▸ **Work to be completed**: Copy out the entire listing precisely.

═══ Records for this task

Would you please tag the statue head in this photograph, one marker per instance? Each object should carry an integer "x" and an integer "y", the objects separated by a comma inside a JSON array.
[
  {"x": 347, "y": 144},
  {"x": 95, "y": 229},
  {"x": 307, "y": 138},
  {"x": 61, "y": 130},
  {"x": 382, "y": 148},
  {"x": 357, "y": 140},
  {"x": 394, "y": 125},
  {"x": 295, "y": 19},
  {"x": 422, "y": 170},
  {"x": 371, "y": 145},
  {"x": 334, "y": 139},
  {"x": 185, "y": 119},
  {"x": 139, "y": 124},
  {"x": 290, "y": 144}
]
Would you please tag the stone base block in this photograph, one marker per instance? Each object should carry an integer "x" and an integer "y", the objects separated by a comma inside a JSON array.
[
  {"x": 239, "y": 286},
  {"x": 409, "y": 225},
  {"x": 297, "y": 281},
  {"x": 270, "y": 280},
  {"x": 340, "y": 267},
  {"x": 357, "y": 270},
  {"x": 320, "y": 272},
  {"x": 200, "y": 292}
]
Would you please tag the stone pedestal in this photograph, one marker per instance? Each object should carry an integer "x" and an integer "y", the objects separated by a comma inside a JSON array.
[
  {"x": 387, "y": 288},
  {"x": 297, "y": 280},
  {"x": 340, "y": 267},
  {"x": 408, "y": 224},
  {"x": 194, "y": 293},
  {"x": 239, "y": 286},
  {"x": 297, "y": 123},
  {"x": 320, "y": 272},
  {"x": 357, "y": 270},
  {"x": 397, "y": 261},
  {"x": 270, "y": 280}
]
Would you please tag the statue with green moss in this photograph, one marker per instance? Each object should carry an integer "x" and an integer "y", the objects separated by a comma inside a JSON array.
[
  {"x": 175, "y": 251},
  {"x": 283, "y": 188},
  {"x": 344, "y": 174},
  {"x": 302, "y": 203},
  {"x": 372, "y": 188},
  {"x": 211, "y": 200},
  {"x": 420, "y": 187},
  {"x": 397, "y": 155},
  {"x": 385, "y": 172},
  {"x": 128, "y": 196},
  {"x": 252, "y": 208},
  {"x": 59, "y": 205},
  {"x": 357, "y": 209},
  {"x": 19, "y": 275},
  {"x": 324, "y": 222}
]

══════

▸ **Solved problem**:
Would you please tag the statue head in this photograph, one marker per instance? Each object should carry an integer "x" and an integer "y", the objects separated by a comma inside a JSON array.
[
  {"x": 347, "y": 144},
  {"x": 95, "y": 229},
  {"x": 307, "y": 138},
  {"x": 61, "y": 130},
  {"x": 382, "y": 148},
  {"x": 357, "y": 140},
  {"x": 394, "y": 125},
  {"x": 295, "y": 19},
  {"x": 422, "y": 170},
  {"x": 371, "y": 145},
  {"x": 334, "y": 139},
  {"x": 185, "y": 119},
  {"x": 139, "y": 124},
  {"x": 290, "y": 144}
]
Would you please tag the stone base block in this photograph, one marker per instance? Each object should carry an integer "x" and an integer "y", the objects separated by a comma inside a JSON array.
[
  {"x": 239, "y": 286},
  {"x": 409, "y": 225},
  {"x": 297, "y": 281},
  {"x": 270, "y": 280},
  {"x": 340, "y": 267},
  {"x": 357, "y": 270},
  {"x": 320, "y": 272},
  {"x": 200, "y": 292}
]
Would you please tag the stone pedestal in this photograph, one marker per instance? Each object should carry an integer "x" and an integer "y", the objects separated by a comma inside a JSON array.
[
  {"x": 387, "y": 288},
  {"x": 297, "y": 280},
  {"x": 340, "y": 267},
  {"x": 408, "y": 224},
  {"x": 194, "y": 293},
  {"x": 239, "y": 286},
  {"x": 297, "y": 123},
  {"x": 320, "y": 272},
  {"x": 357, "y": 270},
  {"x": 397, "y": 261},
  {"x": 270, "y": 280}
]
Would you please tag the statue with green moss in this photograph, one marker per instance? Each object should carry an integer "x" and an integer "y", the objects separated by a comma inside a JSON array.
[
  {"x": 175, "y": 251},
  {"x": 283, "y": 188},
  {"x": 344, "y": 174},
  {"x": 302, "y": 203},
  {"x": 372, "y": 188},
  {"x": 211, "y": 200},
  {"x": 420, "y": 187},
  {"x": 397, "y": 155},
  {"x": 385, "y": 172},
  {"x": 128, "y": 196},
  {"x": 252, "y": 208},
  {"x": 59, "y": 205},
  {"x": 357, "y": 209},
  {"x": 19, "y": 275},
  {"x": 324, "y": 222}
]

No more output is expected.